» **THE REQUEST**
Copy all of the records below word for word, but leave out the pictures.

» **PROVIDED DATA**
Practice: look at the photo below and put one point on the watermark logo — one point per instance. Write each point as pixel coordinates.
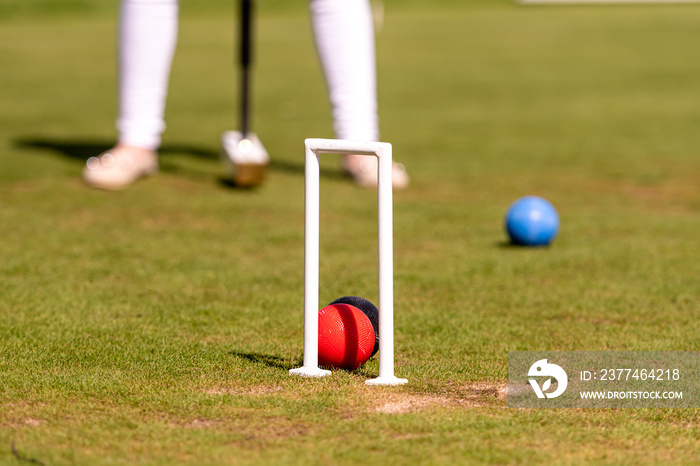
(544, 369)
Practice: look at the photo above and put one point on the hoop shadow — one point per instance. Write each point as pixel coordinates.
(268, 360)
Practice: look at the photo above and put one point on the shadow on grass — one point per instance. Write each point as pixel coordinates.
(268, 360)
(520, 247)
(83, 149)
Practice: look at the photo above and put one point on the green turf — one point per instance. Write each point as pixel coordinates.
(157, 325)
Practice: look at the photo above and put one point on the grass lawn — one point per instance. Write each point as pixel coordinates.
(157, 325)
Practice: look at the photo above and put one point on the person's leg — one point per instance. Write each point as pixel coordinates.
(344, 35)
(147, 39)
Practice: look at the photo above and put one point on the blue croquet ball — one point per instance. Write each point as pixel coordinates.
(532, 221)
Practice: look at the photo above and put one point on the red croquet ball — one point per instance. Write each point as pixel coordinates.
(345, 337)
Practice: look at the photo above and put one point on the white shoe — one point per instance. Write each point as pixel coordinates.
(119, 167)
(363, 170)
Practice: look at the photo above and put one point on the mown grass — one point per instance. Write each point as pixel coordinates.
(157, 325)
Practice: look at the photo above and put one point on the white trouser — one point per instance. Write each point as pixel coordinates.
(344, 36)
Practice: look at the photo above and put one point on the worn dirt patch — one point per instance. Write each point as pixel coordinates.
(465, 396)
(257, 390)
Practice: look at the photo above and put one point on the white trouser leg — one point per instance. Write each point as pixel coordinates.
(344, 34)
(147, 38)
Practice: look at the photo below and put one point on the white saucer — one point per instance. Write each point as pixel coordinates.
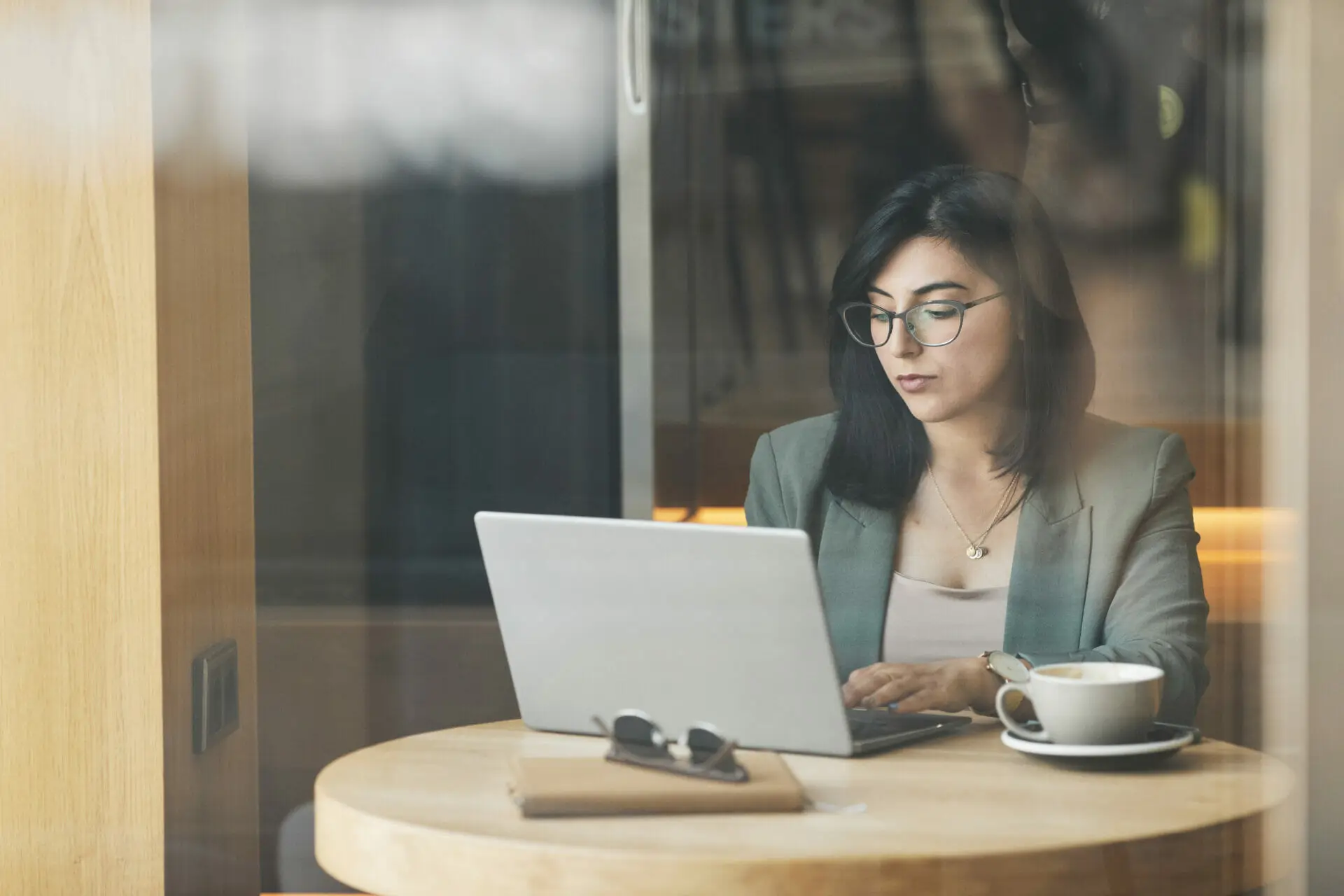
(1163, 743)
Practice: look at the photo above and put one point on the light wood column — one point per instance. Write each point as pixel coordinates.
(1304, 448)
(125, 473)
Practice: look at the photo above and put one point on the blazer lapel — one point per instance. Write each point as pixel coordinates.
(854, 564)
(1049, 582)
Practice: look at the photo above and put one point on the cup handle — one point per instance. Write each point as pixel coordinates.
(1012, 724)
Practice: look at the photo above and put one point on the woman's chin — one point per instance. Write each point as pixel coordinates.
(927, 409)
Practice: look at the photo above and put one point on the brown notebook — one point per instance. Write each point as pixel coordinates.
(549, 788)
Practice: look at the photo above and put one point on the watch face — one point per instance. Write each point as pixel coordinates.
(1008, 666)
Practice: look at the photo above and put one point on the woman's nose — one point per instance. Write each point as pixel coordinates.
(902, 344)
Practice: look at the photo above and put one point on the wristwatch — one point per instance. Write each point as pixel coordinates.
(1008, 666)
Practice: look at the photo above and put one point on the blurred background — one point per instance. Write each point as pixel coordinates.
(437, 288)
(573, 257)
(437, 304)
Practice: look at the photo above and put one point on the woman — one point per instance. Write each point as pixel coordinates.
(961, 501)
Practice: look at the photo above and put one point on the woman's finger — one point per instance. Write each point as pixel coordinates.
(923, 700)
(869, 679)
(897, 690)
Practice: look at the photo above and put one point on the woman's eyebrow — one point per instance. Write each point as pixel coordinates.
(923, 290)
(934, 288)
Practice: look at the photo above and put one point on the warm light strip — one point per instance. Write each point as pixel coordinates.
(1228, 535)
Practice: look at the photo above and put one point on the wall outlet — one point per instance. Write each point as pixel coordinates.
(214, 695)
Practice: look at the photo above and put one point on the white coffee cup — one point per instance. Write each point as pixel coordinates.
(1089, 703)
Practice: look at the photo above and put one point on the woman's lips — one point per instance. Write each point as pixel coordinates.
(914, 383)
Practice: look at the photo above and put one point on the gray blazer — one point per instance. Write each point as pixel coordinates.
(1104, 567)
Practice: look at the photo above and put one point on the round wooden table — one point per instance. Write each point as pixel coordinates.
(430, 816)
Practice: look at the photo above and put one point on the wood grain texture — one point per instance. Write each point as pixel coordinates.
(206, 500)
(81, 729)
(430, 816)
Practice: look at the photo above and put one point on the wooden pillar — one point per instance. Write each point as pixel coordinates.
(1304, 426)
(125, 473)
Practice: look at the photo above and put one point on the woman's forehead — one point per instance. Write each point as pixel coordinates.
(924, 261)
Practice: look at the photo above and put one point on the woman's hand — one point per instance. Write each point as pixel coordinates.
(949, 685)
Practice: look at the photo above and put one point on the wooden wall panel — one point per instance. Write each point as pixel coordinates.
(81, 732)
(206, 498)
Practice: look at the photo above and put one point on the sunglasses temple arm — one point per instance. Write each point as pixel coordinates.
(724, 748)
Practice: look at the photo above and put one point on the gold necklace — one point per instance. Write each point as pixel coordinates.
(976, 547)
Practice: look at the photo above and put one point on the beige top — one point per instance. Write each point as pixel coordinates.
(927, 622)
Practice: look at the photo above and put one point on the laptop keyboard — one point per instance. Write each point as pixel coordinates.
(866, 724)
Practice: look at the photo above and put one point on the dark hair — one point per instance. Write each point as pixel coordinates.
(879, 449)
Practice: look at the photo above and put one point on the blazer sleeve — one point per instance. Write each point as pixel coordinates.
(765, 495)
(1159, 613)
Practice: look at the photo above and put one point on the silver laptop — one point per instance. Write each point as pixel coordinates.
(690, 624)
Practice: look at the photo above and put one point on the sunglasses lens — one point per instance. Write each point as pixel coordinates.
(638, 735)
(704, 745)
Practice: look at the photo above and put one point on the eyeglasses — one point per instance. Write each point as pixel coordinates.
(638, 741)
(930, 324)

» **FULL OUTPUT**
Practice: look at the photo below and put one point on the watermark logo — one point per instance. Write each point as pixel coordinates.
(544, 369)
Practice: look at the photo above and put one point on the hoop shadow — one point per instance. Write each point as pixel coordinates.
(268, 360)
Practice: look at the photo above and put one point on the shadow on grass — one point per instance. Write each point as pixel coordinates.
(268, 360)
(520, 247)
(83, 149)
Practice: look at the photo above and put one point on the green turf — one point per instance. Write each point as pixel coordinates.
(157, 325)
Practice: look at the photo above and put one point on the grass lawn — one point per instance. Write each point as pixel coordinates.
(157, 325)
Practice: look at the photo above and put one point on the person's leg — one point per instance. Write each point as pixel coordinates.
(344, 35)
(147, 39)
Practice: look at the photo above and put one point on the blue croquet ball — one point per instance. Write each point as pixel coordinates.
(532, 221)
Practice: look at the photo above and put one point on the red croquet ball — one point per instance. Write each point as pixel coordinates.
(345, 337)
Practice: look at the photo above and put one point on the white shoe — one point per instance. Write each point as pixel coordinates.
(119, 167)
(363, 170)
Practice: look at the photo above and put one point on the mown grass — one point per instance. Write each point as pixel coordinates.
(157, 325)
Practice: look at the photo above and put one point on the white trouser — one point per instance. Write each point as pixel coordinates.
(344, 36)
Practice: look at the photo above and put one point on the worn dirt patch — one point per instance. Write each point as pixel coordinates.
(465, 396)
(257, 390)
Practice: look at the photo above and put one point on the white trouser leg — one point per instance. Write each point as pixel coordinates.
(344, 34)
(147, 38)
Practice: look at the photo below and put one point on the white saucer — one point per instance. Write each point as pixel coordinates.
(1163, 743)
Practice: look at the photo above and put one point on the light wood column — one point per instance. Write each point as pixel coordinates.
(1304, 448)
(125, 473)
Practice: look at the photo above and put one point on the blazer lapel — one point per instance. Write each point as pixel coordinates.
(854, 564)
(1049, 582)
Practice: look at the photo above and put one point on the cup handle — one point per instance. Write each point as pixel coordinates.
(1012, 724)
Practice: look at the photo above and put one point on the woman's chin — one point per instance. Write each point as pixel coordinates.
(927, 409)
Practice: look at the photo above and put one point on the brown notebook — one point per instance. Write each point as pixel coordinates.
(549, 788)
Practice: look at the photo above and put one point on the watch face — one point per instance. Write each point as pixel coordinates.
(1008, 666)
Practice: look at the photo above and put one point on the woman's nose — one point per instance. Write each point as pixel coordinates.
(902, 344)
Practice: look at the photo above and put one point on the wristwatch — one point per instance. Write each point as pixel coordinates.
(1008, 666)
Practice: look at the photo above and put one point on the blurred background — one point per instance. Write each point as pixel coordinates.
(437, 288)
(573, 257)
(437, 304)
Practice: look at the photo above and put one point on the woman — one point per instance. Write each point as pixel coordinates.
(961, 501)
Practice: look at the photo above and put one point on the woman's finger — one point per instance. Write each point as pixel coordinates.
(923, 700)
(869, 679)
(897, 690)
Practice: look at the photo above and put one point on the woman's eyebrow — one point per instance. Write each point as pixel coordinates.
(923, 290)
(934, 288)
Practice: look at the photo above and put one point on the warm light strip — one point per instance. Write each point as pixel coordinates.
(1228, 535)
Practice: look at the photo above and put one point on the wall outlet — one point per instance. Write each point as pixel coordinates.
(214, 695)
Practice: look at the photo above and put one point on the white coffee cup — one point per instance. Write each point as pixel coordinates.
(1089, 703)
Practice: look at the photo above and put one point on the woman's lips — one point per instance. Write each point as pixel coordinates.
(914, 383)
Practice: look at the photo above and put one point on the gray blazer — one point per instance. Write each point as pixel coordinates.
(1104, 567)
Practice: look at the photo above and put one point on the round wooden table — one point per instance. Write each point as pixel coordinates.
(430, 816)
Practice: look at the photo above and put one point on the wood grain texture — one point per instance. Write each point as pixel coordinates.
(206, 500)
(81, 729)
(430, 816)
Practice: look at the photo above and put one point on the wooden pillar — one point per instance. Write each point as pixel coordinates.
(1304, 426)
(125, 473)
Practice: look at the photo above and put one point on the woman's forehead — one point per instance. Write each point as pixel coordinates.
(924, 261)
Practice: look at the photo above and put one point on the woman's hand — one point per instance. Write each point as pixel coordinates.
(949, 685)
Practice: look at the photo above and put one point on the wooden wall panel — one point per instance. Write each point as pixel coordinates.
(81, 732)
(206, 498)
Practice: look at the photo above and put one point on the sunglasses temple arm — one point per instance. Write each point as pixel coordinates.
(724, 748)
Practice: look at the photo above and put one point on the gold necklace — one point per instance. Write each point as pixel coordinates.
(976, 547)
Practice: look at the photo above and put one point on the beige top — one point per instance. Write each point as pixel coordinates.
(927, 622)
Practice: look at the photo above and put one point on the laptop keyboard — one point per instance. Write each point as pixel coordinates.
(866, 724)
Practice: look at the photo above and put one point on the dark hair — one point per instance. Write each point as pixel coordinates.
(879, 449)
Practice: look at the photo above and put one point on the blazer sleeve — one point per instance. Write each point as pixel coordinates.
(765, 495)
(1159, 613)
Practice: look at the photo above and put one point on the silver laptop — one point per instance. Write each point as pixel coordinates.
(690, 624)
Practice: look at the photo above and put one point on the sunglasses lens — one point per instance. Write each point as pixel coordinates.
(638, 735)
(704, 745)
Practice: look at the photo above and put one point on the eyeglasses — one point per instance. Write each point as pixel coordinates.
(638, 741)
(930, 324)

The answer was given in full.